Records of labeled points:

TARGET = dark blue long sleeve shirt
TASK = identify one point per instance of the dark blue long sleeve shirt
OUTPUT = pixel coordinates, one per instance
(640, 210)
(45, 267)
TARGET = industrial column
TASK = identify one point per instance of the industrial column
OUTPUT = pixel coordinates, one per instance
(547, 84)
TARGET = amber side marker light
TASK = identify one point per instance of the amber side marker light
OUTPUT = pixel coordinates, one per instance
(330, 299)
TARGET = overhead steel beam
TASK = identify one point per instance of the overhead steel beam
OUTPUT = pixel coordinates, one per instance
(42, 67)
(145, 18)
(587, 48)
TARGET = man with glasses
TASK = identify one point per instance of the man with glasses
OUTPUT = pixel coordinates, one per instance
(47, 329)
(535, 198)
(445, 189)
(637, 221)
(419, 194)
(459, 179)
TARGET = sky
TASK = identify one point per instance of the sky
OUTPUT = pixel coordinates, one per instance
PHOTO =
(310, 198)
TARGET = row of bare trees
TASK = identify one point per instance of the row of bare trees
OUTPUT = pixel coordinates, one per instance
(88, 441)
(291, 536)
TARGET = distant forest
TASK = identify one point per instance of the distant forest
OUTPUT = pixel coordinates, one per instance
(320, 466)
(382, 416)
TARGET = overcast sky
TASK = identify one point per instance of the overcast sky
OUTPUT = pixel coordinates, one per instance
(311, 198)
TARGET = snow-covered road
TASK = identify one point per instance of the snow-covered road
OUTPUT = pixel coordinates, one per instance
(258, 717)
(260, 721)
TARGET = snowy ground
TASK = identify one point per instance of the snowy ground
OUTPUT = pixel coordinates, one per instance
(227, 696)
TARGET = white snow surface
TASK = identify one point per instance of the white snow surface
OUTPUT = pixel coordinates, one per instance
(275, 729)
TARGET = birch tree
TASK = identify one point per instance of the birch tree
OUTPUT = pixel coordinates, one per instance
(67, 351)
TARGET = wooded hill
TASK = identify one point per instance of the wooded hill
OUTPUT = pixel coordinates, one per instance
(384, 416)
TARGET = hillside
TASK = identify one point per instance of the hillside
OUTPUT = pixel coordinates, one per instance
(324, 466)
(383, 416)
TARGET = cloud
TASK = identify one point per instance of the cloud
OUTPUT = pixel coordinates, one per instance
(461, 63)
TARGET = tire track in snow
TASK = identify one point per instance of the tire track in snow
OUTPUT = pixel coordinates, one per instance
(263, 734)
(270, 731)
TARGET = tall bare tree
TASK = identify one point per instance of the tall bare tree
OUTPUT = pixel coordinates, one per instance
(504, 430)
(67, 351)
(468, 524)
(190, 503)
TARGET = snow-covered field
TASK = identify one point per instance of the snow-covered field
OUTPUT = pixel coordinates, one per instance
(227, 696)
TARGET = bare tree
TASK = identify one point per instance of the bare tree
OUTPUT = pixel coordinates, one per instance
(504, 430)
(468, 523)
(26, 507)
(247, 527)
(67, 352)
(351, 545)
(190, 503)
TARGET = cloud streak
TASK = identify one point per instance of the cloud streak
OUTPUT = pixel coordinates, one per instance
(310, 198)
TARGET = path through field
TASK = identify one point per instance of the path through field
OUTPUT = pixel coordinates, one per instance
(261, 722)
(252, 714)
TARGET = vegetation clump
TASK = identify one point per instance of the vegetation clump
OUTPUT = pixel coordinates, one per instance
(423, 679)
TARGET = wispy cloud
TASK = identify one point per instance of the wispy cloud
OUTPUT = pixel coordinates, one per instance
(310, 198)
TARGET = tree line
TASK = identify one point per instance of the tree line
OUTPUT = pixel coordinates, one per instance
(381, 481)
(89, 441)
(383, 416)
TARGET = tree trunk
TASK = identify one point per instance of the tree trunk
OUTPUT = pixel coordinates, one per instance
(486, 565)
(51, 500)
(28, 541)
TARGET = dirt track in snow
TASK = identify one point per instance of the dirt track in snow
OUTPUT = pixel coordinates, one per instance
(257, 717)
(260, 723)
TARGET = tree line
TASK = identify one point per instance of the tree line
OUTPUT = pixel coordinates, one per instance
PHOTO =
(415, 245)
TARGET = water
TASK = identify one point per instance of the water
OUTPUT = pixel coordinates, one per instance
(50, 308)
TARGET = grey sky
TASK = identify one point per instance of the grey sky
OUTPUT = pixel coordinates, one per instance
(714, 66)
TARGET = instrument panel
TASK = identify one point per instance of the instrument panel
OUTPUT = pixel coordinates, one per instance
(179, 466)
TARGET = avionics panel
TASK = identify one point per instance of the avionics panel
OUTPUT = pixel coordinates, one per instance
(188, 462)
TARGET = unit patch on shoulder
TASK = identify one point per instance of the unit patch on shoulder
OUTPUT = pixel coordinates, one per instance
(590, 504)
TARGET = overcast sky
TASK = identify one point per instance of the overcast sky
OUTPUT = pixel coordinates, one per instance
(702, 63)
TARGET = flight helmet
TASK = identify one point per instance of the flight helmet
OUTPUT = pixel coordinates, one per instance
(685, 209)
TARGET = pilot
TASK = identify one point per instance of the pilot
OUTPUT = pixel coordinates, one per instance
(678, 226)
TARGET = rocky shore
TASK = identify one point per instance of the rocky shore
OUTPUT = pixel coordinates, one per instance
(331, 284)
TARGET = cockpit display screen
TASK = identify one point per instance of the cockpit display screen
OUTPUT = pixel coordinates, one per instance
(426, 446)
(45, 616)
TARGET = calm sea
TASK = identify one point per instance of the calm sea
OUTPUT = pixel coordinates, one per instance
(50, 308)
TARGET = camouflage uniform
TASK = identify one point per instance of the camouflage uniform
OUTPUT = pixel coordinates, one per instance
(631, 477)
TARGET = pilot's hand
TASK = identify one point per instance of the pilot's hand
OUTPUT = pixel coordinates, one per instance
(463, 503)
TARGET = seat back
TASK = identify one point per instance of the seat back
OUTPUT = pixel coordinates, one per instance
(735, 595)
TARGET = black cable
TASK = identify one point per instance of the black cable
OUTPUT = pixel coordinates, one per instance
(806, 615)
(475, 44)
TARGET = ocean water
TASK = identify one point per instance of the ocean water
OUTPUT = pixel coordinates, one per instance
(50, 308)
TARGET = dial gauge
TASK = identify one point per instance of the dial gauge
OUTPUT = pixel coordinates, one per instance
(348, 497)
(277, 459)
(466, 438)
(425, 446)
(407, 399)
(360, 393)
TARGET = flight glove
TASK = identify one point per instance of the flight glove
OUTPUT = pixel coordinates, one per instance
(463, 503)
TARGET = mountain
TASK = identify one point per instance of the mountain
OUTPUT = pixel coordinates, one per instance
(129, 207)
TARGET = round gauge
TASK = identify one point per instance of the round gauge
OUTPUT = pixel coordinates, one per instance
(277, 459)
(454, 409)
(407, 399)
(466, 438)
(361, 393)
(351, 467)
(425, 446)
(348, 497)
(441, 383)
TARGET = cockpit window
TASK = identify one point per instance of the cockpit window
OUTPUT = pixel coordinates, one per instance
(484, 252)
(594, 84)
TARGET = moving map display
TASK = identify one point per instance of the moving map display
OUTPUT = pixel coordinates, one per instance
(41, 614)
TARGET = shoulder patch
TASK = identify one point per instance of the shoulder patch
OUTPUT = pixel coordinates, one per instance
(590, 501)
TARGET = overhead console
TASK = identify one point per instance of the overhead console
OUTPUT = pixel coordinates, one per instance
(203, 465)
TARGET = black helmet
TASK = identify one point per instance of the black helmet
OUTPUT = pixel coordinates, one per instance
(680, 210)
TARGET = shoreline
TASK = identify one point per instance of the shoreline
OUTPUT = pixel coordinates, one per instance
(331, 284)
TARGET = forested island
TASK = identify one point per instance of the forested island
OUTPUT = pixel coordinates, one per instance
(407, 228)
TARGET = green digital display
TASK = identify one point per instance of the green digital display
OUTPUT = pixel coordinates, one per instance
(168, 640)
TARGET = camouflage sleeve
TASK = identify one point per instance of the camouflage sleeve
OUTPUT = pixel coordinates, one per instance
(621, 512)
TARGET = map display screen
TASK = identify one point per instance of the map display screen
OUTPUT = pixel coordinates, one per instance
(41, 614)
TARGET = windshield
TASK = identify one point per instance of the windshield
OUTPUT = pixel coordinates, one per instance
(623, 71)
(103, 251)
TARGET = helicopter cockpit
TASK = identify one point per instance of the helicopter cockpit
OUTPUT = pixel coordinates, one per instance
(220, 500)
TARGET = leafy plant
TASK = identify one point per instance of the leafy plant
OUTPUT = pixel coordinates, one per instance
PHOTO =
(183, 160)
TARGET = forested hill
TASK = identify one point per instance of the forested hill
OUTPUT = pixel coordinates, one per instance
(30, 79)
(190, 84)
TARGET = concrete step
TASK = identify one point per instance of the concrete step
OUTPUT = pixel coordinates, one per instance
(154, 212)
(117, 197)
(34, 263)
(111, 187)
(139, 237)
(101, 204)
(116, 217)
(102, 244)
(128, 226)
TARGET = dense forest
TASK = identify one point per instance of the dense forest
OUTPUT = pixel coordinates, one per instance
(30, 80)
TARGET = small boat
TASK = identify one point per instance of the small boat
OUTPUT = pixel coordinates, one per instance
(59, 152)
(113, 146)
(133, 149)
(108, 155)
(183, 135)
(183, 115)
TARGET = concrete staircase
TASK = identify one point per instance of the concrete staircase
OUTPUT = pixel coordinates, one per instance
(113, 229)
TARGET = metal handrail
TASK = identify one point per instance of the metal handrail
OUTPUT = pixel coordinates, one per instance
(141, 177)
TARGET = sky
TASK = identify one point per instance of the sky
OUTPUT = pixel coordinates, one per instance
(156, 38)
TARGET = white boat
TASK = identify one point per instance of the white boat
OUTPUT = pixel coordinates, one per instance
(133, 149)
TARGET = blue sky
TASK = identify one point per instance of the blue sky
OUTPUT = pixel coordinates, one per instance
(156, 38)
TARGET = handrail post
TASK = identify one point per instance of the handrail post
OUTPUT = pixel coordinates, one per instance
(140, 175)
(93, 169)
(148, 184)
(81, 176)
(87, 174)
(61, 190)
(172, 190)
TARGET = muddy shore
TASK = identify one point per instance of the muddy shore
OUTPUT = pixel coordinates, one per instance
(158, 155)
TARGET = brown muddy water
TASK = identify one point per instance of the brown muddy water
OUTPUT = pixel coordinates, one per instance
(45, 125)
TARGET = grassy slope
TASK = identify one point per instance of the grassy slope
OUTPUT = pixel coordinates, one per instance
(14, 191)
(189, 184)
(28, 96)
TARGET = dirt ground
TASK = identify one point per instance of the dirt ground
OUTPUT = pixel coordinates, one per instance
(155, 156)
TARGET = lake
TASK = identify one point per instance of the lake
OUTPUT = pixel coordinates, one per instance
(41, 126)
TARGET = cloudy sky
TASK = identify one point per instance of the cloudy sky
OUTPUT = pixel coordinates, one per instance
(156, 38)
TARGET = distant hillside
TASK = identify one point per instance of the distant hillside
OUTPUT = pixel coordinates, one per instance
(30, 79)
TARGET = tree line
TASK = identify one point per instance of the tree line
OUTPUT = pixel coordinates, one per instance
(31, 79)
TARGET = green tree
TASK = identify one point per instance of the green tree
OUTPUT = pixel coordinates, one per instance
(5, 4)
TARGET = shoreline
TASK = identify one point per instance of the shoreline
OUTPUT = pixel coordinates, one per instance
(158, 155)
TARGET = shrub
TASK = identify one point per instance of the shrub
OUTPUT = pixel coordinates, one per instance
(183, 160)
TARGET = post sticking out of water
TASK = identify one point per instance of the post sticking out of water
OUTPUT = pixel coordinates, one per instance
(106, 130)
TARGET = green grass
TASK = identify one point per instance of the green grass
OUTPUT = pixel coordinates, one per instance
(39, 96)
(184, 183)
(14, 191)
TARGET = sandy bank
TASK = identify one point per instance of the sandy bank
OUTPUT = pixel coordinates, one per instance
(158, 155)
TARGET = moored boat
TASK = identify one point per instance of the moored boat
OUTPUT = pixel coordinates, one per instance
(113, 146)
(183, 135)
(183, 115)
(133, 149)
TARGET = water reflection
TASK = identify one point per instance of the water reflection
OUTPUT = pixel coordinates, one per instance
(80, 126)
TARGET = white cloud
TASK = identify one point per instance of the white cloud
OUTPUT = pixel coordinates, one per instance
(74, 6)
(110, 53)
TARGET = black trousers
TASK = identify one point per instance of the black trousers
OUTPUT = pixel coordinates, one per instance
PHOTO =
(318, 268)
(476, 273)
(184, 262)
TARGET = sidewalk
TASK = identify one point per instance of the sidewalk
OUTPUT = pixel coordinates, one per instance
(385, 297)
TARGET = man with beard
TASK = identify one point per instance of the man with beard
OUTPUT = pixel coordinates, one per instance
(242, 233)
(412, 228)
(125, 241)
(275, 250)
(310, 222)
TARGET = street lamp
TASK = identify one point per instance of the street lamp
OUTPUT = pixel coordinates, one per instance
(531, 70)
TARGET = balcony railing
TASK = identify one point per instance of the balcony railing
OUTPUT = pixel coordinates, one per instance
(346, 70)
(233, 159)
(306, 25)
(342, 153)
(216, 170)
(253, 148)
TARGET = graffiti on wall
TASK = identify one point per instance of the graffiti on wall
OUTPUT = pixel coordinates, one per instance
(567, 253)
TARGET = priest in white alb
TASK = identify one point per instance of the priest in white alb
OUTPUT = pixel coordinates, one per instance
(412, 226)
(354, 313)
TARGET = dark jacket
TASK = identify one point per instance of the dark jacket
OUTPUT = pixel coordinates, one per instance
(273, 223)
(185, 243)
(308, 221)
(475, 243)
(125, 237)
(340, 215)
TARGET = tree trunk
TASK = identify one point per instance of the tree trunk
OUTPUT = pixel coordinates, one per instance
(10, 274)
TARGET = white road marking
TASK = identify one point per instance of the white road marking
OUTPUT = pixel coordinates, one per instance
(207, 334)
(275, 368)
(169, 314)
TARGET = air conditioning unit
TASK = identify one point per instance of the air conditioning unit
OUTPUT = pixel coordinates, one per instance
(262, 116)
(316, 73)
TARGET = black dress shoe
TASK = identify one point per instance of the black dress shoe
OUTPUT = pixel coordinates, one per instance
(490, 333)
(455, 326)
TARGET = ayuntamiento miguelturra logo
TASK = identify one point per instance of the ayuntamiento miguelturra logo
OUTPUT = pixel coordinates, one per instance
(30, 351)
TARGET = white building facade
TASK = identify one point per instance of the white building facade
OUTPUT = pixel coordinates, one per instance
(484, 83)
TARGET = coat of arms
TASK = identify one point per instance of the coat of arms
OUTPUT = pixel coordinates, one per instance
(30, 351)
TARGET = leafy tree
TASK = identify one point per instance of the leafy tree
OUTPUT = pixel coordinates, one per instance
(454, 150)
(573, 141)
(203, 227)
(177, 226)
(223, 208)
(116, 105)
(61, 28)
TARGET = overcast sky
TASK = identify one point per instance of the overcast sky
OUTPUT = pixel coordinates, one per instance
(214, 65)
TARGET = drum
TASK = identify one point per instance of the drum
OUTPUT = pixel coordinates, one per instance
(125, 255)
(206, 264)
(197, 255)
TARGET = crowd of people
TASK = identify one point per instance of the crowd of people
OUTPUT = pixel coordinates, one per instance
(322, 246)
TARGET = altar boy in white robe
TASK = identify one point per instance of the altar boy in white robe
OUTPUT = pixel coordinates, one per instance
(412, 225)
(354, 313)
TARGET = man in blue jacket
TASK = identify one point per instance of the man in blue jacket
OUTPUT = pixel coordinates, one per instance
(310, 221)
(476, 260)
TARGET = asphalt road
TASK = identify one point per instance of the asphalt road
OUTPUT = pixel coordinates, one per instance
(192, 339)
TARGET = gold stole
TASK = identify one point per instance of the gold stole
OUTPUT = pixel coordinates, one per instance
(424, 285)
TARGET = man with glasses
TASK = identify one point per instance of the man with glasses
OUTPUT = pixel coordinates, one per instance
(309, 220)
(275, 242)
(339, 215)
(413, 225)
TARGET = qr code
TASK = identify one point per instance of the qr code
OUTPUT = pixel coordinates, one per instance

PROBLEM STATEMENT: Write out the lines above from the one containing "TARGET = altar boy in white robe" through the last, exactly as they are.

COMPLETED EXERCISE:
TARGET = altar boy in white robe
TASK = identify one point per instance of the altar boy in white robe
OUTPUT = pixel coordinates, one per instance
(412, 225)
(354, 313)
TARGET = man in blue jacket
TASK = identify one point per instance of the man in blue jacket
OUTPUT = pixel coordinates, one per instance
(310, 221)
(476, 260)
TARGET = asphalt road
TASK = identify one point per instance of the asphalt road
OUTPUT = pixel coordinates, one per instance
(192, 339)
TARGET = gold stole
TASK = identify one point per instance of the gold stole
OUTPUT = pixel coordinates, one per instance
(424, 285)
TARGET = man with glasses
TASK = identify one point per instance of the man with glasses
OUTPUT = pixel coordinates, one per instance
(309, 220)
(275, 242)
(339, 215)
(413, 225)
TARGET = qr code
TASK = identify one point per instance of the qr code
OUTPUT = pixel coordinates, one per instance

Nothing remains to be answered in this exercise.